-- PAGE EXCERPT --
For the sake of completeness, let's see what happens if the first argument is not a set:

user=> (clojure.set/intersection '(1 2 3) '(1 3))
IllegalArgumentException contains? not supported on type: clojure.lang.PersistentList
  clojure.lang.RT.contains (RT.java:724)

Okay, the error message is a little confusing (I didn't call contains?, I called intersection), but at least it tells us that the type is wrong somewhere.

What if we call it with a single argument that is not a set?

user=> (clojure.set/intersection '(1 2 3))
(1 2 3)
user=> (clojure.set/intersection 'sigh)
sigh

Just like difference, it merely returns the argument, even if it is a completely invalid type.

There are some more surprises if you pass a vector, thanks to the fact that intersection calls contains? under the hood. But I don't want to ruin the next surprise.

subset? and superset?

=> (clojure.set/subset? #{0 1} [3 4])
true

Huh? How can the set #{0 1} be considered a subset of the vector [3 4], when they have no elements in common? If you change the vector to a list, you'll get another surprise, which will also give you a hint about what's going on:

=> (clojure.set/subset? #{0 1} '(3 4))
IllegalArgumentException contains? not supported on type: clojure.lang.PersistentList
 clojure.lang.RT.contains (RT.java:724)

Aha! Apparently subset? calls the function contains? on the second collection to test whether each element from the first collection exists in the second collection. If you are familiar with the contains? function, you may know that it has a very peculiar behavior when used on a vector. Despite its name, the contains? function does not actually test whether a vector contains the given item, it tests whether the given item is a valid (i.e. in-bounds) index of the vector.

So, because 0 and 1 are valid indexes of [3 4], contains? returns true in both cases, so subset? returns true. Thus, the clojure.set API claims that #{0 1} is a subset of [3 4], despite what your math teacher might tell you.

-- EXTRACTED INFORMATION --
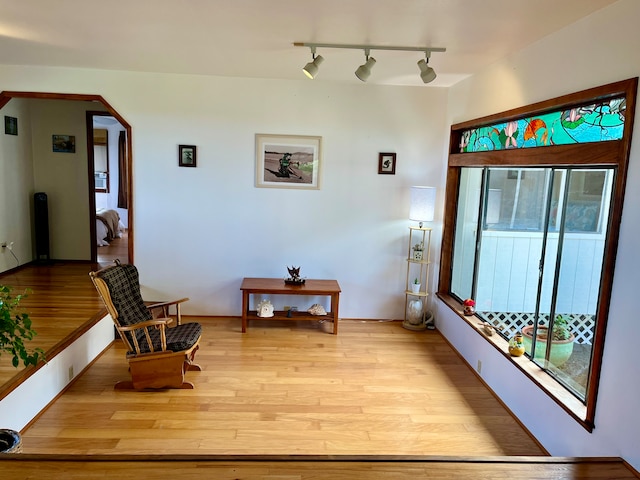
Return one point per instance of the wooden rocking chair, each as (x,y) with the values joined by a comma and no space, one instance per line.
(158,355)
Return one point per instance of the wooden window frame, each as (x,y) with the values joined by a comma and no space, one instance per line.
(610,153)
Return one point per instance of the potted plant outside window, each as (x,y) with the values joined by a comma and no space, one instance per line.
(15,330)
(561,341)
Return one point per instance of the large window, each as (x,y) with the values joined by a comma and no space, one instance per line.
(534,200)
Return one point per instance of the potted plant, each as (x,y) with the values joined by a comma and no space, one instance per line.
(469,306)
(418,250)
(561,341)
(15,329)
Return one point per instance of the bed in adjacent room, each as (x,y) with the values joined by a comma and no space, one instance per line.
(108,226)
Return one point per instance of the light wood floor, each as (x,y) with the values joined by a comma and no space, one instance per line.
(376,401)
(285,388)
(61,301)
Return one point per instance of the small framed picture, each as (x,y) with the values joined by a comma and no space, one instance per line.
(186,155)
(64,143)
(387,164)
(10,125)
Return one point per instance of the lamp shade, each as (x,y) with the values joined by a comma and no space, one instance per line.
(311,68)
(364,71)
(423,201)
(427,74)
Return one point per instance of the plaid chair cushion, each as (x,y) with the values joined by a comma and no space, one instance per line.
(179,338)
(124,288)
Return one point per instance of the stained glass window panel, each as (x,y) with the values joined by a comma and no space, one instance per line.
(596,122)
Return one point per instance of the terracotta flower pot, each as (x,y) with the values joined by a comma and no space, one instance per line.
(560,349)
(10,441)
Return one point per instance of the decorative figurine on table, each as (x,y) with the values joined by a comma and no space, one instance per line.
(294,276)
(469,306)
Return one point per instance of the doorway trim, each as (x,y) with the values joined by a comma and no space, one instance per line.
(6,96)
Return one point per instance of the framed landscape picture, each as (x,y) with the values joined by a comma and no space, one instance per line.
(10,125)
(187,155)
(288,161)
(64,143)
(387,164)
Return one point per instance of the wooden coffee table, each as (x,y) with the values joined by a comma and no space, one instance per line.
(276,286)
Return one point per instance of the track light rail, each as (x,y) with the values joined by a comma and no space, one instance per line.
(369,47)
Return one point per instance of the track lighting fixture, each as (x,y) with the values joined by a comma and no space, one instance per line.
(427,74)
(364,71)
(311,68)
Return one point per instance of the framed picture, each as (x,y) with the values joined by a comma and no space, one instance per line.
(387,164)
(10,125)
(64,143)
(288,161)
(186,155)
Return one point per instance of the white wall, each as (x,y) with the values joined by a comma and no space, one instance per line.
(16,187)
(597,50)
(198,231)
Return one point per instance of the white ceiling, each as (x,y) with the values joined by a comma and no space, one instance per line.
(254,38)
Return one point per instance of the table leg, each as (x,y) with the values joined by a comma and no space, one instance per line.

-- TASK LIST --
**1.** Answer these questions from the excerpt on clojure.set functions:
(a) What does clojure.set/intersection return when called with the single argument 'sigh?
(b) What exception message appears when subset? is called with #{0 1} and '(3 4)?
(c) When contains? is used on a vector, what does it actually test?
**2.** Write the next few paragraphs of the excerpt on clojure.set functions, picking up after its last sentence.

-- ANSWERS TO EACH TASK --
**1.**
(a) It returns sigh.
(b) IllegalArgumentException contains? not supported on type: clojure.lang.PersistentList
(c) It tests whether the given item is a valid (in-bounds) index of the vector.

**2.**
But it's not all bad. If you swap the types so that the second argument is a set, the function is perfectly willing to accommodate you, and returns sensible results:

user=> (clojure.set/subset? [0 1] #{3 4})
false
user=> (clojure.set/subset? [3 4] #{3 4})
true

The superset? function has similar surprises, but the order of arguments is flipped:

user=> (clojure.set/superset? [3 4] [0 1])
true
user=> (clojure.set/superset? [3 4] [3 4])
false
user=> (clojure.set/superset? #{3 4} [3 4])
true

select

user=> (clojure.set/select even? '(2 4))
(2 4)

Hey, that's not so bad! The select function returned all the elements that passed the predicate, just like it's supposed to. It's kind of weird that it returned a list instead of a set, but whatever.

But wait, that list only contained elements that passed the predicate anyway. What if we pass it a collection with some elements that fail the predicate?

user => (clojure.set/select even? '(2 4 5))
ClassCastException clojure.lang.PersistentList cannot be cast to clojure.lang.IPersistentSet
  clojure.core/disj (core.clj:1449)

Oops. Apparently if all the elements of the given collection pass the predicate, the select function simply returns the argument unchanged, even if it is not a set. It only throws a type error if an element fails the predicate.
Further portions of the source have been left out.